Excerpted passage>

The instantaneous risk of death at time $t$, conditional on survival to that point is therefore given by:
$$\lambda(t)=\frac{f(t)}{S(t)}$$
a feature of the data distribution we will call the the **hazard rate**.

Let's generate the hazard to human life in the US!

In [None]:
Mortality_US['lambda'] = Mortality_US['qx'] / (Mortality_US['lx'] / 100000)
Mortality_US.head()

Illustrating these hazard rates:

In [None]:
fig, ax = plt.subplots()

for year in [1960, 2020]:
    for sex in ['f', 'm']:
        subset = Mortality_US[(Mortality_US['Year'] == year) &
                              (Mortality_US['Sex'] == sex) &
                              (Mortality_US['Age'] > 35) &
                              (Mortality_US['Age'] < 50)]
        ax.plot(subset['Age'], subset['lambda'],
                color=sex_colors[sex], linestyle=year_styles[year],
                label=f'{sex}, {year}')

Set task 1>
Starting at the words "The instantaneous risk" and stopping after "life in the US!", reproduce the hazard rate passage with "survival" renamed to "persistence".
Set task 2>
List every line of the listing that contains the string "tool".

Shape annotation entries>
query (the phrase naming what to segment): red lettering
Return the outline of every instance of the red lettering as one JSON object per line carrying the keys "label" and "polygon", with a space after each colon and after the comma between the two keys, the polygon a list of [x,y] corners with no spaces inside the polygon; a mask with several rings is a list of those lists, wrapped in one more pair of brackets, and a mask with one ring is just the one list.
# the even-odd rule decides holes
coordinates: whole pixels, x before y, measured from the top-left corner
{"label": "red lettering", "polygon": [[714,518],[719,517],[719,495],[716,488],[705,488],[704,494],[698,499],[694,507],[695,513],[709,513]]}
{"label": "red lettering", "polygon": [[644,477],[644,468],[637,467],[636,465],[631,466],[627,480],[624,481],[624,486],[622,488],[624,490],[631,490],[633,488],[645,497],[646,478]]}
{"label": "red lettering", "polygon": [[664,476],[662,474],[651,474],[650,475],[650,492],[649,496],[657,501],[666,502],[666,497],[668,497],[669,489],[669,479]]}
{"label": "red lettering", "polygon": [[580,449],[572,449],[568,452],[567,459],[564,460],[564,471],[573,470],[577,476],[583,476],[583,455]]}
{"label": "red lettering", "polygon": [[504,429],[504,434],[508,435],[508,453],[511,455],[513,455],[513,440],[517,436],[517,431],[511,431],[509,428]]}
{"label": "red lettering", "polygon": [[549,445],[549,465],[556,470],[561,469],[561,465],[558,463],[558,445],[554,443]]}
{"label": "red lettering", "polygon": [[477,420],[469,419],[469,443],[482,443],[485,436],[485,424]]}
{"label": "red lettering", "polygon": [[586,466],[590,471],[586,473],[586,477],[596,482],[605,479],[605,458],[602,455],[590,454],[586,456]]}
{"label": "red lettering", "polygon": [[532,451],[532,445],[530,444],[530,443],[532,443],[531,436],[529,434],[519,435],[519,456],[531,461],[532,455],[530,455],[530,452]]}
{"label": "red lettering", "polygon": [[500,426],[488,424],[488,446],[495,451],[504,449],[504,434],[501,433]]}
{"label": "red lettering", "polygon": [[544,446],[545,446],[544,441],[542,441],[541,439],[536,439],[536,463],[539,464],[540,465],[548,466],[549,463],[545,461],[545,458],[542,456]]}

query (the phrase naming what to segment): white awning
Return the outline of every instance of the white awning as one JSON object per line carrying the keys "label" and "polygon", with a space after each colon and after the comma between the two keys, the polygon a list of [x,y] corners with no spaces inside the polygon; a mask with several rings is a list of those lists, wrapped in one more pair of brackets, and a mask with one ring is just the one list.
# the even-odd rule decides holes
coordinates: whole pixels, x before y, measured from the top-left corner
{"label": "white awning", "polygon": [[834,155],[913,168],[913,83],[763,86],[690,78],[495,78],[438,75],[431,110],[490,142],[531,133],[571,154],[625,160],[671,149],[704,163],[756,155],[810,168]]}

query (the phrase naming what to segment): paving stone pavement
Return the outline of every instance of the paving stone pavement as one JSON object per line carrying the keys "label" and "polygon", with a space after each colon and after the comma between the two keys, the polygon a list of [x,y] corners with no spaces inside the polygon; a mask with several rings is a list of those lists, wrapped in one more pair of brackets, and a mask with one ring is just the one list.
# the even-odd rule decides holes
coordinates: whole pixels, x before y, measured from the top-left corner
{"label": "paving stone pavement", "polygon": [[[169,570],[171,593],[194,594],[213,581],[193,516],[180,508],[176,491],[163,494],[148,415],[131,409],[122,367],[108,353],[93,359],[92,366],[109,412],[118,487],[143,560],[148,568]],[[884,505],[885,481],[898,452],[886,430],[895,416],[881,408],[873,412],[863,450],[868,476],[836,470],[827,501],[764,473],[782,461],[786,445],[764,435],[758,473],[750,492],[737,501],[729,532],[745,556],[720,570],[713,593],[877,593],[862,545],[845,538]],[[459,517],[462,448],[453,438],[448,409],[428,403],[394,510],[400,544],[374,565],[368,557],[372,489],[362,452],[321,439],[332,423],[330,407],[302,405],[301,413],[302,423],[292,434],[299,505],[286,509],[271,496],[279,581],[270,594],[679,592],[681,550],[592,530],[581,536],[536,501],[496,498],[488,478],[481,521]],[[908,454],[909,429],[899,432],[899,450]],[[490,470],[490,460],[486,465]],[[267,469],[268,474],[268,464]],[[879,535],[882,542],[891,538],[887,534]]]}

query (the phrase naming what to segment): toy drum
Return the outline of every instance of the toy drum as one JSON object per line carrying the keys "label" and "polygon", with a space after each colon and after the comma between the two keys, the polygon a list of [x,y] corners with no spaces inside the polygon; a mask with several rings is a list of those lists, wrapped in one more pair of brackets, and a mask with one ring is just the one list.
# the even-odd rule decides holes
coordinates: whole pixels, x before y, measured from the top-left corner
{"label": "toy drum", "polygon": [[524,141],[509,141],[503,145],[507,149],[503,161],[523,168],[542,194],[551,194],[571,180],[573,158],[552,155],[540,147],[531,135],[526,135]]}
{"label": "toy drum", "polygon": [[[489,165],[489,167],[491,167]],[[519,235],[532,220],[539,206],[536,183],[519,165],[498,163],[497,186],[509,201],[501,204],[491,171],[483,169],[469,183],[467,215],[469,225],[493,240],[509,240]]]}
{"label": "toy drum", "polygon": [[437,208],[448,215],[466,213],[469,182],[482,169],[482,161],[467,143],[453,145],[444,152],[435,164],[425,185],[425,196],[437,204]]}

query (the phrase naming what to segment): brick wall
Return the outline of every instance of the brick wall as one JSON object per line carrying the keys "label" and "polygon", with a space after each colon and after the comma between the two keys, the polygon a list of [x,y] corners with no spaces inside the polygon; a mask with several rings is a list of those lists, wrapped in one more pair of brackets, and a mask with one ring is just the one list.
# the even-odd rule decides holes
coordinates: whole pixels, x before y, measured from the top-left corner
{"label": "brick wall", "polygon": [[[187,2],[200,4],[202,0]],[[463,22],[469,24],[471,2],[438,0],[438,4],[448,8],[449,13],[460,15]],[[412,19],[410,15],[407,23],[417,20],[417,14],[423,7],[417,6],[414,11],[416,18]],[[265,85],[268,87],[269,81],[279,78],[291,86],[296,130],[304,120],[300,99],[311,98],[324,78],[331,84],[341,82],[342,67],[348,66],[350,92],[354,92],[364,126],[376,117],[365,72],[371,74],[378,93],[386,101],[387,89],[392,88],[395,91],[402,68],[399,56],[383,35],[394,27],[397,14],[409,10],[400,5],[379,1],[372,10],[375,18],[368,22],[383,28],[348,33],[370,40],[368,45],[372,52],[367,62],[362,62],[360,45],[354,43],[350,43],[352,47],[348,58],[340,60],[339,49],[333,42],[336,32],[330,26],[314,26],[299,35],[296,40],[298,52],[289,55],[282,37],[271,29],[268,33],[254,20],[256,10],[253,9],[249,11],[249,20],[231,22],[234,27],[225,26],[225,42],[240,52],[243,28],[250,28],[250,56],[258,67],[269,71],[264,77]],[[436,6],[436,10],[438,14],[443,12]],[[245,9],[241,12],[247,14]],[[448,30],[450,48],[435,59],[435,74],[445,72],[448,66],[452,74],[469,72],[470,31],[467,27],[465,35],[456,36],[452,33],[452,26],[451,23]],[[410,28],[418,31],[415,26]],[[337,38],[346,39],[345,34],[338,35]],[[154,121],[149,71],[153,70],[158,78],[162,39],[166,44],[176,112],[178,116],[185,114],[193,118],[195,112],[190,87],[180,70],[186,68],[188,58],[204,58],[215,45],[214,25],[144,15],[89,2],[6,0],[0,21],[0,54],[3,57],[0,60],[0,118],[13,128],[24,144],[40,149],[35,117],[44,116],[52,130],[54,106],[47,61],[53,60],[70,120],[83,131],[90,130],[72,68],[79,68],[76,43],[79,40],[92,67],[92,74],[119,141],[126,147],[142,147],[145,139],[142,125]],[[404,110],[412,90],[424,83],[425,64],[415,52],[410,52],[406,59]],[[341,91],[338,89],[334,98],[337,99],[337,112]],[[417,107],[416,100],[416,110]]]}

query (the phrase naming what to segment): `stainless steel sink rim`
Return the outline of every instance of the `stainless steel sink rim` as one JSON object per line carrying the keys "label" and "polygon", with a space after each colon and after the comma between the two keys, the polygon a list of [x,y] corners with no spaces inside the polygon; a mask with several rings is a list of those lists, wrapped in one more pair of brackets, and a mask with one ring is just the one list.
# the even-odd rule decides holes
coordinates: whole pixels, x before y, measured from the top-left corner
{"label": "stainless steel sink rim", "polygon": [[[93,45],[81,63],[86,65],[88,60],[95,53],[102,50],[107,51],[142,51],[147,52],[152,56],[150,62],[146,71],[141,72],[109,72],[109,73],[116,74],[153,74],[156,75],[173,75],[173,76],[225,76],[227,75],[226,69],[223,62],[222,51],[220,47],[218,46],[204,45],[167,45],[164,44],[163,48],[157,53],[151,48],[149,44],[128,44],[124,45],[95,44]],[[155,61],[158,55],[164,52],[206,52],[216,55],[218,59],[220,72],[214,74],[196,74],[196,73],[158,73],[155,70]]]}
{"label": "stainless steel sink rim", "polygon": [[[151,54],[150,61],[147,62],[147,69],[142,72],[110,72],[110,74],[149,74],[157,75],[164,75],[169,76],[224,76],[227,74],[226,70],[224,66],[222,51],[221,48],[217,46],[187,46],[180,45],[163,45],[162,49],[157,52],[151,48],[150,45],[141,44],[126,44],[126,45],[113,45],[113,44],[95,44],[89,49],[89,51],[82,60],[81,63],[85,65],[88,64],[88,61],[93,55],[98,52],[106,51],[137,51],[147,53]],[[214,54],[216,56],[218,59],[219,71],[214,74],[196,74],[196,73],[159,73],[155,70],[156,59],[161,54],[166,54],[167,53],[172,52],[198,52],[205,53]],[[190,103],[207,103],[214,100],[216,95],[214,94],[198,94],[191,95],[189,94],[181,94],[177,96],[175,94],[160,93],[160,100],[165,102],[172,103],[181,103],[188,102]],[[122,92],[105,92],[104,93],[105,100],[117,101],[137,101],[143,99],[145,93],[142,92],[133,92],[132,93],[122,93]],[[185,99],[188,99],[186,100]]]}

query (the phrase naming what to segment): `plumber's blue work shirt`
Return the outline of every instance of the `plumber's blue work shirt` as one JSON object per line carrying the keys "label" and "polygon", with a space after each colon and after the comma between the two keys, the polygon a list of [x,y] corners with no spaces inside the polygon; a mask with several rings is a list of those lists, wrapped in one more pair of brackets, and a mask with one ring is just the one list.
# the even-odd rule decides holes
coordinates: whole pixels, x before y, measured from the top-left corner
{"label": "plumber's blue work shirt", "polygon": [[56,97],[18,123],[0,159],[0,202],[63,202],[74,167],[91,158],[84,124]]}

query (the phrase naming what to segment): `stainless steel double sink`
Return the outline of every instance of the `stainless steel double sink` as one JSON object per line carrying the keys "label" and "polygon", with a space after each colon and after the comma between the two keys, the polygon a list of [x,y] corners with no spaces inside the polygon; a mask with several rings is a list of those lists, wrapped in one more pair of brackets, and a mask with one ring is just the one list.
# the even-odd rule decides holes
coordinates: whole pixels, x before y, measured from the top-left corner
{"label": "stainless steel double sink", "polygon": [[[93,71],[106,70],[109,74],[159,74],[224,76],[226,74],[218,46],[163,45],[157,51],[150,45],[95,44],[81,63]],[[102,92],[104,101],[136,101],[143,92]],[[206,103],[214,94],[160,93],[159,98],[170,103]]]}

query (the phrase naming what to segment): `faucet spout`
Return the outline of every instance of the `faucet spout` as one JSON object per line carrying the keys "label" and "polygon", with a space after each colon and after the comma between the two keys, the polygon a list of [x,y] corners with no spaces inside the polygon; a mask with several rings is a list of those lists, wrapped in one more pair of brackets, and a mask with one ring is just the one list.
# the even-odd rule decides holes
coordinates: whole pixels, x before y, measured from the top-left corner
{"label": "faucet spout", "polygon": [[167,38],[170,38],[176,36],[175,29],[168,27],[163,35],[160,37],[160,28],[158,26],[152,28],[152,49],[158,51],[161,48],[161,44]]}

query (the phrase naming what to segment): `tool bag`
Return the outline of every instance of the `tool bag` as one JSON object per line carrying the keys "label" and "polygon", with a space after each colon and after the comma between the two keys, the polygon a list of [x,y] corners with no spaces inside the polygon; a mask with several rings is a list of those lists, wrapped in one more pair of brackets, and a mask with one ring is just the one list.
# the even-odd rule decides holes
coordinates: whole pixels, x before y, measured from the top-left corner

Problem solution 1>
The instantaneous risk of death at time $t$, conditional on persistence to that point is therefore given by:
$$\lambda(t)=\frac{f(t)}{S(t)}$$
a feature of the data distribution we will call the the **hazard rate**.

Let's generate the hazard to human life in the US!

Problem solution 2>
query (the phrase naming what to segment): `tool bag`
Return the outline of every instance of the `tool bag` as one JSON object per line carrying the keys "label" and "polygon", with a space after each colon and after the comma between the two keys, the polygon a list of [x,y] corners with no spaces inside the polygon; a mask with several rings is a list of those lists, wrapped in one more pair of brackets, and a mask with one ring is just the one list.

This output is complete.